Brano scelto ::

■ ■ ■ ■ ■

Il decreto sull’eliminazione della seconda rata dell’Imu, deliberato mercoledì scorso dal Governo contestualmente alla rivalutazione delle quote del capitale della Banca d’Italia ha fatto saltare per aria il gentleman agreement costruito con pazienza ed infinita cautela per mesi: si è dimostrato una beffa, bella e buona, ma finalmente ha messo a nudo la fragilità delle prospettive per il 2014: sistema bancario in stallo e crescita zero per l’economia.

■ ■ ■ ■ ■

Consegna a :: Trascrivi alla lettera la parte del brano sul decreto Imu compresa tra "Il decreto sull’eliminazione" e "zero per l’economia.", estremi inclusi.

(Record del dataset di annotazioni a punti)
■ ■ ■ ■ ■

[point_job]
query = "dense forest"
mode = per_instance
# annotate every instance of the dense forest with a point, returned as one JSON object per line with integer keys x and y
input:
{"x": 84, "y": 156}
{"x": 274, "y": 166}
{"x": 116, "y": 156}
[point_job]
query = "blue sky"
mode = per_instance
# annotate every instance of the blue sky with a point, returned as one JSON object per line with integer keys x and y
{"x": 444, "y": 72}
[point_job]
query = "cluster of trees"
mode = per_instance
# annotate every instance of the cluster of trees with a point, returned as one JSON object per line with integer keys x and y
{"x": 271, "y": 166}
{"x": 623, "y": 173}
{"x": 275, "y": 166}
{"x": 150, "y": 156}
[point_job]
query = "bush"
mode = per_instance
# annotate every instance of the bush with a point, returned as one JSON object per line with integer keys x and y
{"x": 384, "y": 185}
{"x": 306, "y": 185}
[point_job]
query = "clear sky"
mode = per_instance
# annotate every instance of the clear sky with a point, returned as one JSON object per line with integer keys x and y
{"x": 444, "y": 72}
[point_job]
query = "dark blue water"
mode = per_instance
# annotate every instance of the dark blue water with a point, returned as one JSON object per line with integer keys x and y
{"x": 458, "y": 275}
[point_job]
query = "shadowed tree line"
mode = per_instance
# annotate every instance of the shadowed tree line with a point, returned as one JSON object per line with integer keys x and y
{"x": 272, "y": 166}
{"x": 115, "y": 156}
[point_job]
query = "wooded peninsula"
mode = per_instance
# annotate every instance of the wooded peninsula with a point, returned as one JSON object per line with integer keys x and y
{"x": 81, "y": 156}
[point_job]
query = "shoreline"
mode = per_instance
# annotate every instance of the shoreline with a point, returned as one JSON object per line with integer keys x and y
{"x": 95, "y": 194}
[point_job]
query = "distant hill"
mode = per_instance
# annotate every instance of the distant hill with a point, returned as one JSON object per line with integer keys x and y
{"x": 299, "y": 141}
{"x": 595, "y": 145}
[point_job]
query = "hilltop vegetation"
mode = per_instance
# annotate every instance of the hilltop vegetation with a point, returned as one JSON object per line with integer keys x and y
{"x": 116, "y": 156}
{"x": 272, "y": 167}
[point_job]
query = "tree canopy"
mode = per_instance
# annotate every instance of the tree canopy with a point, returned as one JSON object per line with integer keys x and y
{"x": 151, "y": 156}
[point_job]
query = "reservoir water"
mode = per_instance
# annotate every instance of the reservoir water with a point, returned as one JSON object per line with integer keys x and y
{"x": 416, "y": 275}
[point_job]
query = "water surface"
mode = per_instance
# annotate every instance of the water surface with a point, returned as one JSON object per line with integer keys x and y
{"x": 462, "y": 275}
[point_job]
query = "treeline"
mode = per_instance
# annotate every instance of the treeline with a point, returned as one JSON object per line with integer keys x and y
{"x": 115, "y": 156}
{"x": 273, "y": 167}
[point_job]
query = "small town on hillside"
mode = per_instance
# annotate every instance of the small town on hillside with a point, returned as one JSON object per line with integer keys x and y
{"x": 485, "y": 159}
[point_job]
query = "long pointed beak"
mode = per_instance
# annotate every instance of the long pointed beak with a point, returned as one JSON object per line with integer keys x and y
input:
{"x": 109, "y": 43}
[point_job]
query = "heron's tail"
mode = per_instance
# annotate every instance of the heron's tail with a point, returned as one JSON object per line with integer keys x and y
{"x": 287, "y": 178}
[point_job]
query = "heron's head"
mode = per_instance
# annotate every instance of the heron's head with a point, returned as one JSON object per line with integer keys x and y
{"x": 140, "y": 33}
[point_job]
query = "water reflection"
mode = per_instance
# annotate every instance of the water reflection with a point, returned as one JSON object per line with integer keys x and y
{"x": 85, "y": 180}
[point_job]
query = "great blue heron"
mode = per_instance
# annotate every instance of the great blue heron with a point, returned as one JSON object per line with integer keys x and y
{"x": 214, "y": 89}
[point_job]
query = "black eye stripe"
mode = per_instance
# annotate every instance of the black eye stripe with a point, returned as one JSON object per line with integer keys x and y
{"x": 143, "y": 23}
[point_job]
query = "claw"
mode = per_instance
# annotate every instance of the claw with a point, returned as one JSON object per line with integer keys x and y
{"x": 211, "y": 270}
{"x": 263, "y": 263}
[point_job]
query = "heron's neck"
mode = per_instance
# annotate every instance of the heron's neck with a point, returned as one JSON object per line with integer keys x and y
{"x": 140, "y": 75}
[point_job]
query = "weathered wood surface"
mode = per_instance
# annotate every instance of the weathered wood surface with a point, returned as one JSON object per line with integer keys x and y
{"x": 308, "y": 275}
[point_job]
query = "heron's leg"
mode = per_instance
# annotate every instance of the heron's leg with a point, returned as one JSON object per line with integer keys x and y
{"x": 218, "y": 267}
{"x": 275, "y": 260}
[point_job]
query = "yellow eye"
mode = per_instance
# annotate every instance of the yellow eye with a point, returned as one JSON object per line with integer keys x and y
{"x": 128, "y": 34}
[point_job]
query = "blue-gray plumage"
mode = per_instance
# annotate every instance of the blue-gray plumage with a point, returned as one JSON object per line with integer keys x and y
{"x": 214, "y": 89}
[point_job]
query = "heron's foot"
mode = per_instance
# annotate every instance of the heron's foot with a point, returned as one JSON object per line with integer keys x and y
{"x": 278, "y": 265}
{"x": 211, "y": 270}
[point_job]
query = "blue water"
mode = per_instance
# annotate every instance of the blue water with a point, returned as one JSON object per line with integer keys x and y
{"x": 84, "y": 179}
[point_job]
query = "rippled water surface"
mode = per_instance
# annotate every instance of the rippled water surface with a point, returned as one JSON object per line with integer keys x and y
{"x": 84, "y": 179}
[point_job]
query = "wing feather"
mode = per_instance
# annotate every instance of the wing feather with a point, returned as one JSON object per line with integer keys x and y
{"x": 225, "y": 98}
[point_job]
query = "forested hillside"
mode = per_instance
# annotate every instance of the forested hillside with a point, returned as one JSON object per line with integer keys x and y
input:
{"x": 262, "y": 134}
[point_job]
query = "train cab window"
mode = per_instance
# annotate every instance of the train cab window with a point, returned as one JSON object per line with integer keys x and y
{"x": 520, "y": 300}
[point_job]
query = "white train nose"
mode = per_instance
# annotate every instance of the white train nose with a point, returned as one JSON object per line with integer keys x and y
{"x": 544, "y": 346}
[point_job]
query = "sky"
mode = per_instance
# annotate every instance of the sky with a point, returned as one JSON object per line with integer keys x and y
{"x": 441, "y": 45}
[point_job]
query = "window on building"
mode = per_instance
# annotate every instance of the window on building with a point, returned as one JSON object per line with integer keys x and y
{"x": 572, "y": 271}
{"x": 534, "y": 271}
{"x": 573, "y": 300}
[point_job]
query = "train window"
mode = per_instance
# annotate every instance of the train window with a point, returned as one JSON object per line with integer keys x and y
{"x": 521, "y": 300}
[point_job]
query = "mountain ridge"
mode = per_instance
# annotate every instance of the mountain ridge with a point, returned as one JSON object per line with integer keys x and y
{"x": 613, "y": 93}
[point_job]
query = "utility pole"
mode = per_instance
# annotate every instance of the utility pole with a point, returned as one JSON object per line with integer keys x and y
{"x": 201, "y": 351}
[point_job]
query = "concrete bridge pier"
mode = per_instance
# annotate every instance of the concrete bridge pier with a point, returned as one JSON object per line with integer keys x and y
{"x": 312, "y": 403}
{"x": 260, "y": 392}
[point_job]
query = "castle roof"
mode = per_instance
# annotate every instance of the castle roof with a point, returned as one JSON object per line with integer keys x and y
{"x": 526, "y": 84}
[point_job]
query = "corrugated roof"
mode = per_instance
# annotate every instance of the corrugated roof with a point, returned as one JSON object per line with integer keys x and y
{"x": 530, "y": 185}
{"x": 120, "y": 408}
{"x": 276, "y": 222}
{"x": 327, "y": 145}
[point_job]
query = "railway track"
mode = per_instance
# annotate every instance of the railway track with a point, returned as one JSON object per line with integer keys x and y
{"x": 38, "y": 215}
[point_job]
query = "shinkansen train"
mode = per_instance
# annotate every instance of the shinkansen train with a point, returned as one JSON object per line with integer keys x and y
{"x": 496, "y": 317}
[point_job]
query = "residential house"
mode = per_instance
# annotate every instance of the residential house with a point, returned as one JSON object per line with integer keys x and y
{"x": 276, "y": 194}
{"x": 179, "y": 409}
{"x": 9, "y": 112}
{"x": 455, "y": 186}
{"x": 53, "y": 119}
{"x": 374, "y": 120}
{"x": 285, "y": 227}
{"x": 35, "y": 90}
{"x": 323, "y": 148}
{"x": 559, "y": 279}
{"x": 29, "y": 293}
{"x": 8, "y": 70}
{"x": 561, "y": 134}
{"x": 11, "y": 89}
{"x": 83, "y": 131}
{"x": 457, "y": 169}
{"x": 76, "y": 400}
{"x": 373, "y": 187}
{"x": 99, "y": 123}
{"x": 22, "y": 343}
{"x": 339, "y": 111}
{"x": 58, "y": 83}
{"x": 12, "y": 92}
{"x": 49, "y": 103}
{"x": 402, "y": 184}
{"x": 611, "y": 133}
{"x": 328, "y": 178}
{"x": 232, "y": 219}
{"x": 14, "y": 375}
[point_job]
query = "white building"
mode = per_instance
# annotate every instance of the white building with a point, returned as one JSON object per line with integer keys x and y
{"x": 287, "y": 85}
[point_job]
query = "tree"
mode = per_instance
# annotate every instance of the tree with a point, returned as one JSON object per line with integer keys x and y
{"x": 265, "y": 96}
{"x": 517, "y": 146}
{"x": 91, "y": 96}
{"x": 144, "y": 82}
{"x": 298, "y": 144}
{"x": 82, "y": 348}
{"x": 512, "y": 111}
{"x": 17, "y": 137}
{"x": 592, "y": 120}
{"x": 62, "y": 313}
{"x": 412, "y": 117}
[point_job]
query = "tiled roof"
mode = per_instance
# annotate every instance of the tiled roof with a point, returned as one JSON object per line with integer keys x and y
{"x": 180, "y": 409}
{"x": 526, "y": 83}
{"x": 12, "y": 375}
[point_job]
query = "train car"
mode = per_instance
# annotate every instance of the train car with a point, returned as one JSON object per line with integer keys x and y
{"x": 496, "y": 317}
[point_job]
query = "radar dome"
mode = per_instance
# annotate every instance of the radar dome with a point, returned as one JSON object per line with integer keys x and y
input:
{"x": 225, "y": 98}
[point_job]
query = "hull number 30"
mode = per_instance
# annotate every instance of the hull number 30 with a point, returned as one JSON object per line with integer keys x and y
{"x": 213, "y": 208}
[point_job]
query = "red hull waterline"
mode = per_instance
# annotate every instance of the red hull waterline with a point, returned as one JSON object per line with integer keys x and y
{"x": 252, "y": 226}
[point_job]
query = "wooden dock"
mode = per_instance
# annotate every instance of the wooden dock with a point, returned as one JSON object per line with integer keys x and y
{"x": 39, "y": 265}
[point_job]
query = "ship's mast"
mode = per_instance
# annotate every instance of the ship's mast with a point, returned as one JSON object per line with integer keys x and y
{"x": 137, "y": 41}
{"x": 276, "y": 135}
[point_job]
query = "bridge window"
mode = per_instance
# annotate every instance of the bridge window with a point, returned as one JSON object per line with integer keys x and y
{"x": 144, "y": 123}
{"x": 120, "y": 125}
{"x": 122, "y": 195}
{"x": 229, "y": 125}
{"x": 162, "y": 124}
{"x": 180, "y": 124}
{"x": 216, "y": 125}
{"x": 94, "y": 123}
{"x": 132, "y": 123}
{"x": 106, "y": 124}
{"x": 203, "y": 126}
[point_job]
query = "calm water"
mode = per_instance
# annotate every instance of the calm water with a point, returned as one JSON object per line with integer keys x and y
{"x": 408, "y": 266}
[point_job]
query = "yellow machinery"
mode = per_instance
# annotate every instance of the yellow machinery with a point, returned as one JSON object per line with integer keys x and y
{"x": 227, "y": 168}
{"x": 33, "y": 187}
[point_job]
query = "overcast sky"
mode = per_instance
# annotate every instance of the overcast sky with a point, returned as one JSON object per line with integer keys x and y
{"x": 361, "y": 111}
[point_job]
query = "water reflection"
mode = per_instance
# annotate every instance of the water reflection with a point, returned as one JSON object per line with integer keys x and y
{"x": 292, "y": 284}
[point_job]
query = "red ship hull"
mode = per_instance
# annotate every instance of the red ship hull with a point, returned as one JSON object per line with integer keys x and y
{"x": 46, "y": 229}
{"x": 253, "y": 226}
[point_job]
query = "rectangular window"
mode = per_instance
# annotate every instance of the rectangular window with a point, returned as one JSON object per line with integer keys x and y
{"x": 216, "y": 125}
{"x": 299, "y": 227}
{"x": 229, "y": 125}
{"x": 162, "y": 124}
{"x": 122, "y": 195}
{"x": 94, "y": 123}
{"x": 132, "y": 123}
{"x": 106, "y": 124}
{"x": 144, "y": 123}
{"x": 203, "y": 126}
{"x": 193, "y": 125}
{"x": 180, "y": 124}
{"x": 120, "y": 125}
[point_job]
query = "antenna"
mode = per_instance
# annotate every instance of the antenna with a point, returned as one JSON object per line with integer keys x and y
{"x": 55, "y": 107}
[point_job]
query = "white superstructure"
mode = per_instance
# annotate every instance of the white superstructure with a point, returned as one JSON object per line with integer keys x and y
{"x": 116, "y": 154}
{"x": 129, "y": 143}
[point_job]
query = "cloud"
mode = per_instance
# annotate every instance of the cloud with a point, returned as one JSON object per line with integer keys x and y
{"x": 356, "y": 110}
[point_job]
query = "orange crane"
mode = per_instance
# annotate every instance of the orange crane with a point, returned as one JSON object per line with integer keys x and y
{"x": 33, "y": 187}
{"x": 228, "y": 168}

■ ■ ■ ■ ■

Consegna b :: Per favore, conta le righe dell'elenco che contengono la stringa "hillside" e scrivi solo il numero.

Risposta a ::
Il decreto sull’eliminazione della seconda rata dell’Imu, deliberato mercoledì scorso dal Governo contestualmente alla rivalutazione delle quote del capitale della Banca d’Italia ha fatto saltare per aria il gentleman agreement costruito con pazienza ed infinita cautela per mesi: si è dimostrato una beffa, bella e buona, ma finalmente ha messo a nudo la fragilità delle prospettive per il 2014: sistema bancario in stallo e crescita zero per l’economia.

Risposta b :: 4